*TEXT SEGMENT*.
┏━━

Ryan’s Daughter

In August 1917, Rosy Ryan, only daughter of the local publican, widower Tom Ryan, is bored with life in Kirrary, an isolated village on the Dingle Peninsula in County Kerry, Ireland. The villagers are nationalists, taunting British soldiers from a nearby army camp. Tom Ryan publicly supports the recently suppressed Easter Rising, but secretly serves the British as an informer.

Rosy falls in love with the village schoolmaster, widower Charles Shaughnessy. She imagines, though he tries to convince her otherwise, that he will somehow add excitement to her life. They marry and settle in the schoolhouse, but he is a quiet man uninterested in physical love.

Major Randolph Doryan arrives in October 1917 to take command of the army camp. After winning a Victoria Cross on the Western Front, he has a crippled leg and is suffering from shell shock. When he visits the pub where Rosy is serving alone, he collapses under a flashback to the trenches and is comforted by her. The two kiss passionately until they are interrupted by the arrival of Ryan and others. Next day, the two ride to a forest for a passionate liaison and make love for the first time. Charles becomes suspicious of Rosy, but keeps his thoughts to himself.

Charles takes his schoolchildren to the beach, where he notices Doryan’s telltale footprints accompanied by a woman’s in the sand. He tracks the prints to a cave and imagines Doryan and Rosy conducting an affair. Local halfwit Michael notices the footprints as well and searches the cave. Finding a button from Doryan’s uniform, he pins it on his lapel and proudly parades through the village, but suffers abuse from the villagers. When Rosy comes riding past, Michael approaches her tenderly. Between Rosy’s dismay and Michael’s pantomime, the villagers surmise that she is having an affair with Doryan.

┗━━

*RECORDS*.
┏━━

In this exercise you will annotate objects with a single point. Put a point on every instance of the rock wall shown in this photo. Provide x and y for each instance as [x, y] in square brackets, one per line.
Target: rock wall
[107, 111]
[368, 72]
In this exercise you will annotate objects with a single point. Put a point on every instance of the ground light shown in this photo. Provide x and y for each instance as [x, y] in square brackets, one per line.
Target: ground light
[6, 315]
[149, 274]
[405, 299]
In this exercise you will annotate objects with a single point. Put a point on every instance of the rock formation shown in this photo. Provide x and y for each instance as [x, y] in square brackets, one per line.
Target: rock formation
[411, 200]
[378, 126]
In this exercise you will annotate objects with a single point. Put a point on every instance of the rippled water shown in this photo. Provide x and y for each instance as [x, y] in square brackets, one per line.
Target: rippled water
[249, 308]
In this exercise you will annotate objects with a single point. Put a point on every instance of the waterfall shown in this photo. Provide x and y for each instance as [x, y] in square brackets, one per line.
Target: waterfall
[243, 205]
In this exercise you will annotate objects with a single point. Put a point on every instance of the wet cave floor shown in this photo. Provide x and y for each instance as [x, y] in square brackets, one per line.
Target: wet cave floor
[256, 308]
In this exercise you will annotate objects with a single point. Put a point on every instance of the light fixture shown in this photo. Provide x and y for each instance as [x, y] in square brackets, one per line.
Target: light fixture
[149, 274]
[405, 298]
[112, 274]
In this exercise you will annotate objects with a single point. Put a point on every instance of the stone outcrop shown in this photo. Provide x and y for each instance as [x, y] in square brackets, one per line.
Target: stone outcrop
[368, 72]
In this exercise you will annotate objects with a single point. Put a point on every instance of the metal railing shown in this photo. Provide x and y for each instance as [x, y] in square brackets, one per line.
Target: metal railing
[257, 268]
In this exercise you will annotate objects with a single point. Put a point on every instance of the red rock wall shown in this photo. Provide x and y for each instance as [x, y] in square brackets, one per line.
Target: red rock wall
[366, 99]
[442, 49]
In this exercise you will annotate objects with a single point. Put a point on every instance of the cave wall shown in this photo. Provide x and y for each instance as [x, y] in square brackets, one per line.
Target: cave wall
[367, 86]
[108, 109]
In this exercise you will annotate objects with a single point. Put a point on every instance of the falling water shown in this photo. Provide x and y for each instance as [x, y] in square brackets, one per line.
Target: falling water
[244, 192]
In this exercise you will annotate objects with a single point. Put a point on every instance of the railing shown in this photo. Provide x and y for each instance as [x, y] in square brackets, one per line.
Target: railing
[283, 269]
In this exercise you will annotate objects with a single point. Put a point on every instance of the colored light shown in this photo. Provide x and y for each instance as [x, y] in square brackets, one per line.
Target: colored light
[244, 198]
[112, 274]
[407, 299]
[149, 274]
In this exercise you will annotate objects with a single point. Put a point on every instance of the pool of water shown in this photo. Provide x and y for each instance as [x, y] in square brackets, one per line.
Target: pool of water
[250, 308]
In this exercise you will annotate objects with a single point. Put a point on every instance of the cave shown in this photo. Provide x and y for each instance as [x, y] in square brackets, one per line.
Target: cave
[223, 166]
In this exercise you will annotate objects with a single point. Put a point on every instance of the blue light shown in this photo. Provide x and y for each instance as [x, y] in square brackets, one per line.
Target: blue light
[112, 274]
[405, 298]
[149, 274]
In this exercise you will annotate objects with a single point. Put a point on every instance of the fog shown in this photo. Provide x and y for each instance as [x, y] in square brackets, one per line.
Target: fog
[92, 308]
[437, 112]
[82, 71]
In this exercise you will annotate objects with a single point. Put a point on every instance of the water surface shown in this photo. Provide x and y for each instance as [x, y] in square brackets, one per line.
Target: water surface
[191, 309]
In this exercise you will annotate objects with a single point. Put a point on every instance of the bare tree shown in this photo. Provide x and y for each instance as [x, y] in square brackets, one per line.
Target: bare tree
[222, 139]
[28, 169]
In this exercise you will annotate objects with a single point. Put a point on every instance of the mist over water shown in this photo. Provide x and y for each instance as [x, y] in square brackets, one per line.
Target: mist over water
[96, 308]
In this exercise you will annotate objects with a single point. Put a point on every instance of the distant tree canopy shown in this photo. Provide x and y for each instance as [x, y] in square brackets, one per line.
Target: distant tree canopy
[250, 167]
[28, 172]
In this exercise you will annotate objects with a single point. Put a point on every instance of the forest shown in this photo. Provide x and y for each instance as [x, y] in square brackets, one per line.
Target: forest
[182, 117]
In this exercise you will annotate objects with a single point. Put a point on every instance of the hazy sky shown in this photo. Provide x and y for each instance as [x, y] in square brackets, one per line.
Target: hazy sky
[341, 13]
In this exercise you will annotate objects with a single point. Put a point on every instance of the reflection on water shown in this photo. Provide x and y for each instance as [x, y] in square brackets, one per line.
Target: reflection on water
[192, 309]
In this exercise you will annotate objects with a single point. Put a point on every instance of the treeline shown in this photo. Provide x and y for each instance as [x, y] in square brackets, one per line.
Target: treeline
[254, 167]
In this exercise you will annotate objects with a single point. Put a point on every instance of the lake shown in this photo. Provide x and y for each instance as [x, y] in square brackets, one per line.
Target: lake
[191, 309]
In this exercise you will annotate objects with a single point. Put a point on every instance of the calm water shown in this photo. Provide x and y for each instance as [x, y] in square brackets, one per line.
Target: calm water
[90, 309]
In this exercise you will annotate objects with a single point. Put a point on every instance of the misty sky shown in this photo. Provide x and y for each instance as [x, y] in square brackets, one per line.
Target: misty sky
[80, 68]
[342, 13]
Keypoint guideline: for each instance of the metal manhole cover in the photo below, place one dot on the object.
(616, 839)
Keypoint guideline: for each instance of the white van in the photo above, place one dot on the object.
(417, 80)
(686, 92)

┗━━

*WORK REQUEST 1*.
Give the Ryan's Daughter plot summary again from "Major Randolph Doryan" up to and including "thoughts to himself.", swapping "forest" for "meadow".
*WORK REQUEST 2*.
Write the next part of the Ryan's Daughter plot summary, picking up right after its last sentence.
The lines have nothing to do with this.

*EXPECTED ANSWER 1*.
Major Randolph Doryan arrives in October 1917 to take command of the army camp. After winning a Victoria Cross on the Western Front, he has a crippled leg and is suffering from shell shock. When he visits the pub where Rosy is serving alone, he collapses under a flashback to the trenches and is comforted by her. The two kiss passionately until they are interrupted by the arrival of Ryan and others. Next day, the two ride to a meadow for a passionate liaison and make love for the first time. Charles becomes suspicious of Rosy, but keeps his thoughts to himself.

*EXPECTED ANSWER 2*.
One night in January 1918, during a fierce storm, IRB leader Tim O’Leary – who had killed a police constable earlier – and a small band of his men arrive in Ryan’s pub seeking help to recover a shipment of German arms being floated from a ship towards the beach. When they leave, Ryan tips off the British. The entire village turns out to help the rebels, with Ryan the most outwardly devoted to the task, wading into the breakers repeatedly to salvage boxes of weapons and explosives. O’Leary is overwhelmed by Ryan’s devotion, and the villagers are ebullient. They gleefully free the rebels’ loaded truck from the wet sand and follow it up the hill. Doryan, waiting at the top with his troops, captures the men and arms. O’Leary makes a break, but Doryan climbs atop the truck and brings him down with a single rifle shot. Then he suffers a flashback and collapses. Rosy presses through the crowd in concern, outraging the villagers.

Charles tells Rosy that he had let her affair run its course, hoping that the infatuation would pass, but now wants a separation. Rosy says the affair is over, but that night she leaves their bed in her nightdress to meet Doryan. In dismay, Charles wanders in his nightclothes to the beach, where the parish priest Father Collins finds him. The villagers storm into the schoolhouse and seize Rosy, convinced that she informed the British of the arms shipment. Ryan watches in shame and horror as his daughter takes the blame for his actions. The mob shears off her hair and strips off her clothes.

Doryan walks along the beach and gives his cigarette case to Michael. In gratitude, Michael leads Doryan to a cache of arms, including dynamite, that was not recovered. After Michael runs off, Doryan commits suicide by detonating the explosives. The next day, Rosy and Charles leave for Dublin. Father Collins follows them to the bus stop. Father Collins states to Charles that his only doubt is the same as Charles’: if he and Rosy should separate.